Efrim Manuel Menuck is best known as co-founder of Godspeed You! Black Emperor,, leader of agit-chamber-punk group Thee Silver Mt. Zion, and member of the Vic Chesnutt Band (2007-2009); he has a combined thirteen albums under his belt with these three groups. He is also co-founder of Montreal’s Hotel2Tango recording studio, with dozens of recording, arranging and guest playing credits to his name, for a list of artists as diverse as British Sea Power, Carla Bozulich’s Evangelista, and Grant Hart.This album will be available via Constellation this May.In the meantime, you can sample and share online two tracks from his album:
Fans of Menuck will be well versed in his highly original and constantly evolving approach to the sound of the electric guitar – a unique combination of short and long analog delays, biting compression and blown-out clouds of pink noise distortion. His recasting of various folkways through the lens of uncompromising punk-rock is also well-documented in the discography of Thee Silver Mt. Zion, with that band’s use of poetically political group singing set against a hybrid of damaged blues, waltz, klezmer and folk instrumental tropes.
Perhaps less appreciated is Menuck’s work as an inventive signal-bender and sound-sculptor, with an overriding commitment to analog processing, tape manipulations, re-amping and other iterative strategies. Efrim’s aesthetic and techniques remain about as diametrically opposite to the dominant Pro-Tools and DSP culture as it gets for someone working in contemporary multi-tracked rock composition and production.
Efrim Manuel Menuck Plays “High Gospel” rallies all of these talents and sensibilities to deliver a powerful and personal album that serves as an ode to his adopted Montreal hometown (where he has now lived for two decades), the passing of great friends (Vic Chesnutt, Emma) and new fatherhood. Entirely self-produced and tracked at various Montreal locations, the album offers a confident, focused, humble and enveloping song cycle.

__EXERCISE PROMPT__: Continue the piece on Efrim Manuel Menuck's "High Gospel" album from where it stops. The items that come next are separate material, unrelated to the piece on Efrim Manuel Menuck.

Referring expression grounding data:
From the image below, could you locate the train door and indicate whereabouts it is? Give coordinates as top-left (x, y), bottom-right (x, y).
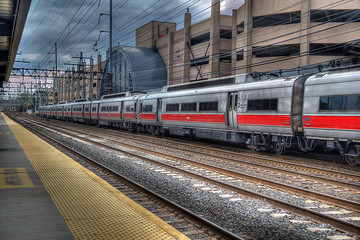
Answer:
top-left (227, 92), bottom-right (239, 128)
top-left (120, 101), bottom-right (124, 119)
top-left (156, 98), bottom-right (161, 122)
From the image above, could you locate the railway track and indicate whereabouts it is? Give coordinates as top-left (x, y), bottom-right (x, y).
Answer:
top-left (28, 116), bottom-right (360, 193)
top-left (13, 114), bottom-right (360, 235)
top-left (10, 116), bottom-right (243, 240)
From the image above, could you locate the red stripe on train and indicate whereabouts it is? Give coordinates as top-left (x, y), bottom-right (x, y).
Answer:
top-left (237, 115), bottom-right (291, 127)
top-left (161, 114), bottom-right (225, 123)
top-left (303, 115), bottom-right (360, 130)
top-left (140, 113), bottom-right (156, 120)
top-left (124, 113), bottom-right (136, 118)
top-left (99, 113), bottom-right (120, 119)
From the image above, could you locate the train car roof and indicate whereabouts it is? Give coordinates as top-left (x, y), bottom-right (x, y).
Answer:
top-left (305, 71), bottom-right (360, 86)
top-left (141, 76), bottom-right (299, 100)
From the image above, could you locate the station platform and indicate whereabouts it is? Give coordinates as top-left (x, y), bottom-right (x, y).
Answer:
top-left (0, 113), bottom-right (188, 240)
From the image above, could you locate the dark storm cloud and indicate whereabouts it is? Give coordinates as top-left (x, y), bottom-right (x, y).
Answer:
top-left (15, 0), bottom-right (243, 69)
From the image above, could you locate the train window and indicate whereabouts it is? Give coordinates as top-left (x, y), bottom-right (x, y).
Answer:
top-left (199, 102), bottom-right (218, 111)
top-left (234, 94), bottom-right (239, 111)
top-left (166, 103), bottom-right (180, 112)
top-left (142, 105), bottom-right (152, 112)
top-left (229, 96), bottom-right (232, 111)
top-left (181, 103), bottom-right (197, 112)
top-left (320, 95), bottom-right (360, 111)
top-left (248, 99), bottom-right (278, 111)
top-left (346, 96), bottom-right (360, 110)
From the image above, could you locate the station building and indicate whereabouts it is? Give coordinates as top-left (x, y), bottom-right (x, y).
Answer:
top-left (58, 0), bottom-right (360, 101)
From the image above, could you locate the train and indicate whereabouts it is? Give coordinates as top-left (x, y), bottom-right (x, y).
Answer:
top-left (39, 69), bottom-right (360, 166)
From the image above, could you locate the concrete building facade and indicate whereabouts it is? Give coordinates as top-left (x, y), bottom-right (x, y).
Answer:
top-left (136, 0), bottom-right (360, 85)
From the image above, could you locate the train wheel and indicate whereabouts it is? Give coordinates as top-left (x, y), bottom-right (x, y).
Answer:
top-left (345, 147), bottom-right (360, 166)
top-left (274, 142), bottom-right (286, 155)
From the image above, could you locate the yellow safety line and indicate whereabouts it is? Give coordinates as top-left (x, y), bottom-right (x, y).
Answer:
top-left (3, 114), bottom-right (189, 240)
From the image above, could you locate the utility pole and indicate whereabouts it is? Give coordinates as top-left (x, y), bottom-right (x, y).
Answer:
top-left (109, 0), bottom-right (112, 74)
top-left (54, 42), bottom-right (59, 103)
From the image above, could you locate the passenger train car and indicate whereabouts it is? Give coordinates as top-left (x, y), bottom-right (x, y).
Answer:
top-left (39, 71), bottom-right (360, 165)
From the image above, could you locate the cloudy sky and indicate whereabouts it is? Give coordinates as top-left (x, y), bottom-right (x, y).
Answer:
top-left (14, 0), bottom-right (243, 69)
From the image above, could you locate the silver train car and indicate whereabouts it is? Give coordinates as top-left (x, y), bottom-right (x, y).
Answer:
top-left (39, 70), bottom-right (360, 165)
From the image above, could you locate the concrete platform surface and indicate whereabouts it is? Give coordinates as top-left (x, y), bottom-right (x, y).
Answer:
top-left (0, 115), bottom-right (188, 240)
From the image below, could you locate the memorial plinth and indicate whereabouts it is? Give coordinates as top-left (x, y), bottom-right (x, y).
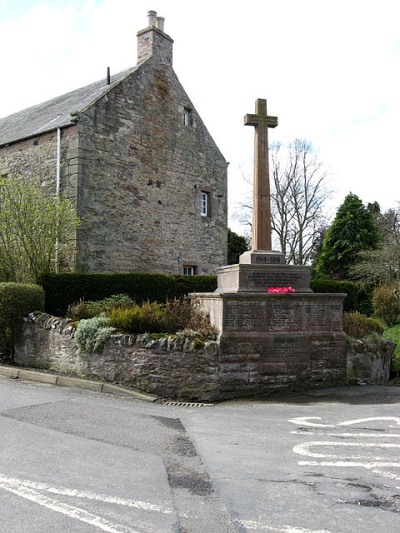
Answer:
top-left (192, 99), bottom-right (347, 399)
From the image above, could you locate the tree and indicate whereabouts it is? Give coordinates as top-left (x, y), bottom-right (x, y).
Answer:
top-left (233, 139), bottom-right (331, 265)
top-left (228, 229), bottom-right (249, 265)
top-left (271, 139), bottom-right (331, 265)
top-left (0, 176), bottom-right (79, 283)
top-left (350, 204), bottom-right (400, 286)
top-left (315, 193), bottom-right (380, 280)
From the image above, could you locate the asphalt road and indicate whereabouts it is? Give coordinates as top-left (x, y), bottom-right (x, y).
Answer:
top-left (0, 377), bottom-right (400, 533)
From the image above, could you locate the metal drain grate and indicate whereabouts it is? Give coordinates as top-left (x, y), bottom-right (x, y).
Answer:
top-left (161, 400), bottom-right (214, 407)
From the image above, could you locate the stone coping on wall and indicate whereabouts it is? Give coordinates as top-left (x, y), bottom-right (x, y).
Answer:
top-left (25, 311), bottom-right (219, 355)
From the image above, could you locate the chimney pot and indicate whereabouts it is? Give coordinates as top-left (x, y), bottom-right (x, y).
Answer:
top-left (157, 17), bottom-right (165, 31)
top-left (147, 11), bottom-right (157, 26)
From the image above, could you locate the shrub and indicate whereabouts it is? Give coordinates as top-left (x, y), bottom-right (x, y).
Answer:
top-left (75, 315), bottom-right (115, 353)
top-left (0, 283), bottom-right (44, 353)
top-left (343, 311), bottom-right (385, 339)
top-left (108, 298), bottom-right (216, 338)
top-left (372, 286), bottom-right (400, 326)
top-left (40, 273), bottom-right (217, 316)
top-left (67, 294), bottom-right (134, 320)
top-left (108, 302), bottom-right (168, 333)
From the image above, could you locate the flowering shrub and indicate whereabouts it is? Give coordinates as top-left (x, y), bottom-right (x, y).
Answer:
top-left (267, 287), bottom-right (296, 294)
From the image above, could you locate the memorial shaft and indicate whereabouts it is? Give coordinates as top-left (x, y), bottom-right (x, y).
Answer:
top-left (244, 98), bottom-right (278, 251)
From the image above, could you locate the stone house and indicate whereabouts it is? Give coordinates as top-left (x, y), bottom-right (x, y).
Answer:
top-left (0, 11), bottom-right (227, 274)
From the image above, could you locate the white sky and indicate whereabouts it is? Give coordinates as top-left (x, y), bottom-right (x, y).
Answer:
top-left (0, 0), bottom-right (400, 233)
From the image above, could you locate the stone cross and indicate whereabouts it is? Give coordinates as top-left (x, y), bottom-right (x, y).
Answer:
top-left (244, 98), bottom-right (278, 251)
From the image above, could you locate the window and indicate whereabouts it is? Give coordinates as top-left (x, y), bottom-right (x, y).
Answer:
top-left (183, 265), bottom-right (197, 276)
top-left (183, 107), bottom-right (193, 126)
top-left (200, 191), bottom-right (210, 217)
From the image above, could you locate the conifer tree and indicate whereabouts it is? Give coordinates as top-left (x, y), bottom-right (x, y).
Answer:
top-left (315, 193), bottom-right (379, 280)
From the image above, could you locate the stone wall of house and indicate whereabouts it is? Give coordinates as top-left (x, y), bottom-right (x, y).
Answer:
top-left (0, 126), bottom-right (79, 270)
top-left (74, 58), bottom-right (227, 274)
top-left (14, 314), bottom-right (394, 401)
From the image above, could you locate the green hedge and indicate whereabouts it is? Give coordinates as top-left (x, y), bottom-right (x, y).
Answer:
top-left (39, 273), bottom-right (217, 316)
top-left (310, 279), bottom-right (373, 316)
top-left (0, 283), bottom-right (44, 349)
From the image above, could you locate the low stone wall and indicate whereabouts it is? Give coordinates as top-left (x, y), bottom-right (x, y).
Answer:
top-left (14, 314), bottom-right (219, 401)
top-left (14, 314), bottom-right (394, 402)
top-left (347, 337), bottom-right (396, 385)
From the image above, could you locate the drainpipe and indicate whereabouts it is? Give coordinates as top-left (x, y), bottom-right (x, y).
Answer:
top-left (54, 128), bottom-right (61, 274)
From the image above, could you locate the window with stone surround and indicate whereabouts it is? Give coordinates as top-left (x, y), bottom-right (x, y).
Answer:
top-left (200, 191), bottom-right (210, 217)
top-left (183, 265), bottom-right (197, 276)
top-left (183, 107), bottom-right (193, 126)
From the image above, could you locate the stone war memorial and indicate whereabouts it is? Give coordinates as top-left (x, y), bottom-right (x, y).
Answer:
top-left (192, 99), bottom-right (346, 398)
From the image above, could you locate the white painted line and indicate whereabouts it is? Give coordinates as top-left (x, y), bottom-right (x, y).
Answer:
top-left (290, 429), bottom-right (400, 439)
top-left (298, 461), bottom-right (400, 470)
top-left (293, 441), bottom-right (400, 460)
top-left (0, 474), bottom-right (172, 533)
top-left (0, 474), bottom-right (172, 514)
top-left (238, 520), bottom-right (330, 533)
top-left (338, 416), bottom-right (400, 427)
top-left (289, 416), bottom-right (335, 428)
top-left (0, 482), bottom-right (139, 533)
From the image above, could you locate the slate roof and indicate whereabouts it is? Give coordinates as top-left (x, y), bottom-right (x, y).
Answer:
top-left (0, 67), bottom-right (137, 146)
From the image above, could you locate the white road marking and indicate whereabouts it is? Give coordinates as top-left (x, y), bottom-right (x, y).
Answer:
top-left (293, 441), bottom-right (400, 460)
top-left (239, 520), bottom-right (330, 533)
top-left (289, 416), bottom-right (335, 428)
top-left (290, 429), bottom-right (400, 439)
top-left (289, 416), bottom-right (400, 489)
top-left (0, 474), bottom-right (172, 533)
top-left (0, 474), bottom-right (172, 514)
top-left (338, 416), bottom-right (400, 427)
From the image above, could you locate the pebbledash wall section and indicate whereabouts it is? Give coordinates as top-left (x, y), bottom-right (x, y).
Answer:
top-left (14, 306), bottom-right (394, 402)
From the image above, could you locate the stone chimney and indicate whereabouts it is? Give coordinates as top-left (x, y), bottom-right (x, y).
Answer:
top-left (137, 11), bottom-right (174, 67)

==

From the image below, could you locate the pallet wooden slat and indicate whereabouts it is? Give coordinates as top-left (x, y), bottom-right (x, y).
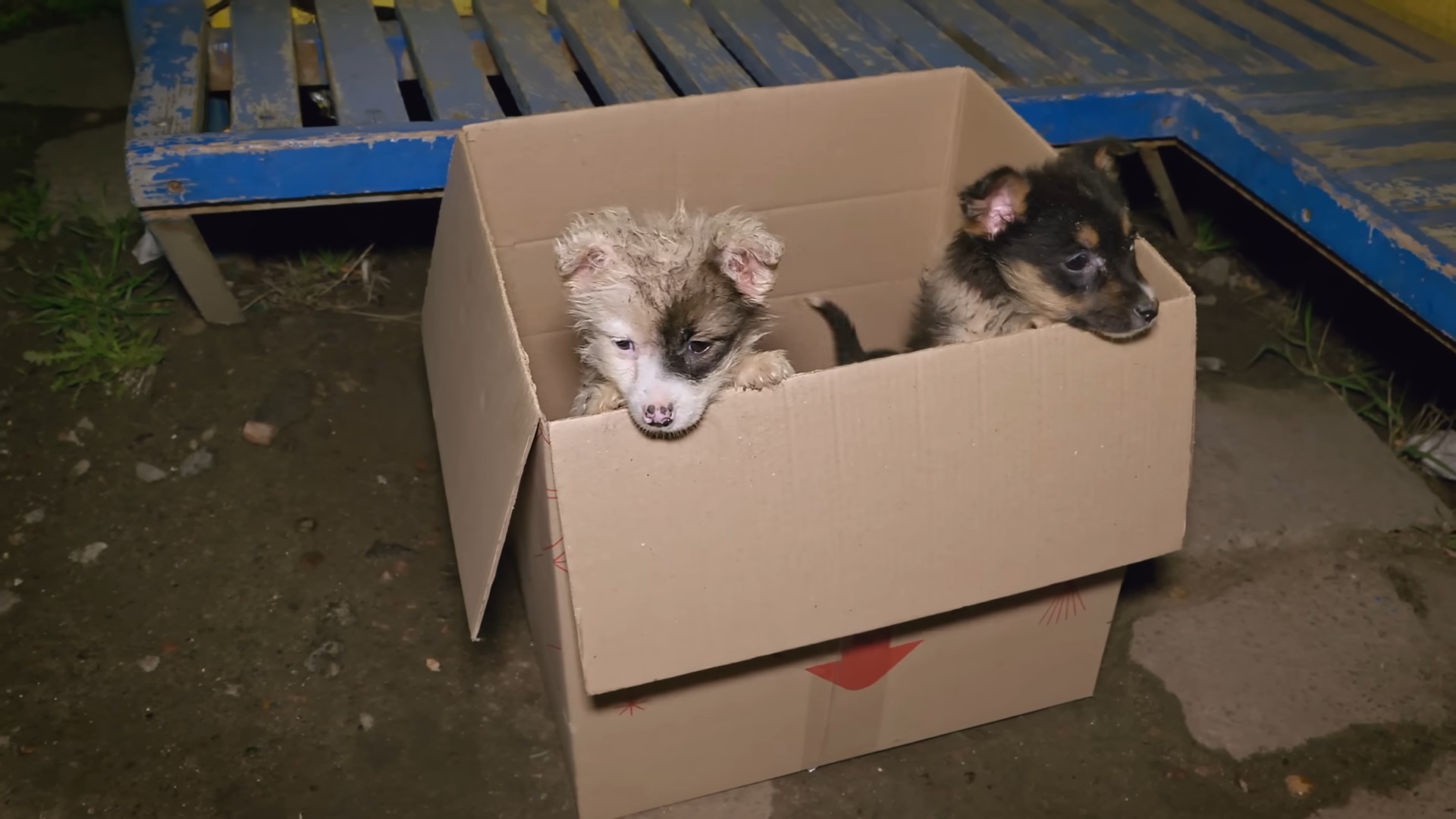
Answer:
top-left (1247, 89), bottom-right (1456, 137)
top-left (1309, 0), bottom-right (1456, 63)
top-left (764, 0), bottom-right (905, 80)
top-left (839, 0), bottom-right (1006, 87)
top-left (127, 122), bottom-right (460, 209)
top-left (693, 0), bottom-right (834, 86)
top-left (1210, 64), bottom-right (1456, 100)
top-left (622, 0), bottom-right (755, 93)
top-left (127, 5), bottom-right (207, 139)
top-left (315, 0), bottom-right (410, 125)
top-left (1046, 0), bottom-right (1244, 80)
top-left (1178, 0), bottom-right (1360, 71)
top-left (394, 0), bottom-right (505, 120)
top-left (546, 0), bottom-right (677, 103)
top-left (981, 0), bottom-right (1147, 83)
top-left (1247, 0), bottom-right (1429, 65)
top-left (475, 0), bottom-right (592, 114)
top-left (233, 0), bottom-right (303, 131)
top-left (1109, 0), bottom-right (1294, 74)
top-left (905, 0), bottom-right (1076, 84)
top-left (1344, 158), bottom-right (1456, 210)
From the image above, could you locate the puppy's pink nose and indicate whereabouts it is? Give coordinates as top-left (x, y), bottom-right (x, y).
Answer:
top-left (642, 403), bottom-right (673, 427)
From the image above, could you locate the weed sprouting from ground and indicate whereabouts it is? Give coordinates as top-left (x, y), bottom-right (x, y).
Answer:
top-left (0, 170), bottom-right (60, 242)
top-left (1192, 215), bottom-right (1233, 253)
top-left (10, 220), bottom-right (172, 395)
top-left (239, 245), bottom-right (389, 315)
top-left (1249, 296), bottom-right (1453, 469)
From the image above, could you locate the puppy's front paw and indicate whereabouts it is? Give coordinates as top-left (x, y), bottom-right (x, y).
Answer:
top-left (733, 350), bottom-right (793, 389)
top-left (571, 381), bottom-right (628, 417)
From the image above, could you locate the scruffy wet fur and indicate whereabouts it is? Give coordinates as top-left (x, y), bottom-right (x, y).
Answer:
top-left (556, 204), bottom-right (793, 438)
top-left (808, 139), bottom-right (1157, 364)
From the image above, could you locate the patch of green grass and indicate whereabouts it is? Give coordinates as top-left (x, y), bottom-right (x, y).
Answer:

---

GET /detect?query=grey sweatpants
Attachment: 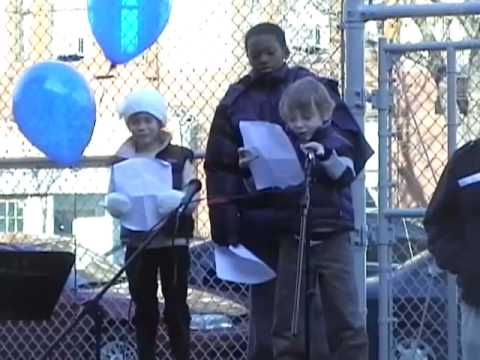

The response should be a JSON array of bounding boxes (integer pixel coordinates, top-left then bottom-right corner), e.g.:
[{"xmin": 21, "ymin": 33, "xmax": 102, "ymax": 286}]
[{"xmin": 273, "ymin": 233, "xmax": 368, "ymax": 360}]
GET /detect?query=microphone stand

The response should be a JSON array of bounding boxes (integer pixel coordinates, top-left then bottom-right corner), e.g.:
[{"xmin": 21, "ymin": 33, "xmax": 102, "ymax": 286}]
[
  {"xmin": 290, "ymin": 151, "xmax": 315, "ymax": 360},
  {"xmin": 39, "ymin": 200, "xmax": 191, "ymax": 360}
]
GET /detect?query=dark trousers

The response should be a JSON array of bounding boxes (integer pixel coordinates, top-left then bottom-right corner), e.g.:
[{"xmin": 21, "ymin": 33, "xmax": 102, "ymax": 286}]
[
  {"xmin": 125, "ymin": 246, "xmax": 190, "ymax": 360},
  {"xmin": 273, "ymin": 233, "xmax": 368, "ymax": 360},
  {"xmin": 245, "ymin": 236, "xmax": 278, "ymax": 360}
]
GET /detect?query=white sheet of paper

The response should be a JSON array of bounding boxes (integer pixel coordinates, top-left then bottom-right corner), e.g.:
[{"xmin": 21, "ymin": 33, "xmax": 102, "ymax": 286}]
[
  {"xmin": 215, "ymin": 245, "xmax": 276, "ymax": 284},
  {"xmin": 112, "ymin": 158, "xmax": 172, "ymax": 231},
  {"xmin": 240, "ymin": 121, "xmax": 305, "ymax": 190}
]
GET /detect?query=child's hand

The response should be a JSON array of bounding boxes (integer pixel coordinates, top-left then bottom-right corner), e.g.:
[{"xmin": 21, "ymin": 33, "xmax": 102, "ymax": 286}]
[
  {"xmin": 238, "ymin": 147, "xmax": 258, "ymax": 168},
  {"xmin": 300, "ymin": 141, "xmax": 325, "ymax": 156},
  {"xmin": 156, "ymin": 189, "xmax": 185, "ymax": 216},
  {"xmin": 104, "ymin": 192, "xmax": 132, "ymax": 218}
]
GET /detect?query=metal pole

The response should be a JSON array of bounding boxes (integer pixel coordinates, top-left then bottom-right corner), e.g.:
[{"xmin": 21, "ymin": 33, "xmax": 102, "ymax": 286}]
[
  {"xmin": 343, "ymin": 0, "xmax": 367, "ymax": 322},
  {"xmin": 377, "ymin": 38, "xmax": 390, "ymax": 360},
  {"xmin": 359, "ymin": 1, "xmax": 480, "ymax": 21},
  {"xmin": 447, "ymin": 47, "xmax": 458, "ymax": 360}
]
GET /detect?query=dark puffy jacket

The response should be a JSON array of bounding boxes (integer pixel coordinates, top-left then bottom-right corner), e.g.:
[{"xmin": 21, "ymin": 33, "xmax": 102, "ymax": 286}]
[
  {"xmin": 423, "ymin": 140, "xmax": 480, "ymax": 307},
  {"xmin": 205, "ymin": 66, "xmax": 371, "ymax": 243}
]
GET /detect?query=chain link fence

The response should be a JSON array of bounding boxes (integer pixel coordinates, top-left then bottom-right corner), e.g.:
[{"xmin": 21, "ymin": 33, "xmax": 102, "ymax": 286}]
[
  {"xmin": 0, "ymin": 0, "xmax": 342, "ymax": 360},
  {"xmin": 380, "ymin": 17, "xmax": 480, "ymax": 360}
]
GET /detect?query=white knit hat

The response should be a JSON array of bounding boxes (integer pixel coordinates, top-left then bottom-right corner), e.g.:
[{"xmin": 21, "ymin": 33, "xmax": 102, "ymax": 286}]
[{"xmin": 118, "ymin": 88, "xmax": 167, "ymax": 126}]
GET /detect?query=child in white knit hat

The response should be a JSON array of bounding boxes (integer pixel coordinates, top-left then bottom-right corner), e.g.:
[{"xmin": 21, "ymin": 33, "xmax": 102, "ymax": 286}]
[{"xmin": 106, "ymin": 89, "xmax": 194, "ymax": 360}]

__ANSWER FOR THE TASK__:
The droning, mangled electric guitar beds that underpin group-vocal melodies and dive-bombing electronics on the album’s opening track, and the hauntingly processed field recordings and ominous tape-delayed sound-sculpture of “a 12-pt. program for keep on keepin’ on”, establish Menuck’s inimitable sonic palette in uncompromising and inspired style. “12-pt. program” ends in a glorious squall of soaring tones and distorted breakcore beats that yield to the ensuing song’s intimate yet wide-screen suite for electric guitar and violin (courtesy Silver Mt. Zion bandmate and partner Jessica Moss). “heavy calls & hospitals blues” closes Side 1 with a simple piano-based ballad that harkens back to Efrim’s vocal debut on the first Silver Mt. Zion album in 1999.
The first three songs on Side 2 deploy otherwordly ambience against repeating and contrapuntal melodies filtered through various pedal chains, occupying a distinctive interzone between electronic music and instrumental rock. In the second of these,”kaddish for chesnutt”, Efrim astonishes with lyrics that convey a profound intimacy with Vic, celebrating his life and death in unflinching eulogy. The final scorched-earth solo guitar figures that introduce “i am no longer a motherless child” relent to organ and keyboard oscillations and what is perhaps the most unabashedly celebratory pop song Menuck has ever produced, propelled by a wide-eyed, joyous, deeply proud (and existentially relieved?) vocal that is all chorus: the song title sung over and over….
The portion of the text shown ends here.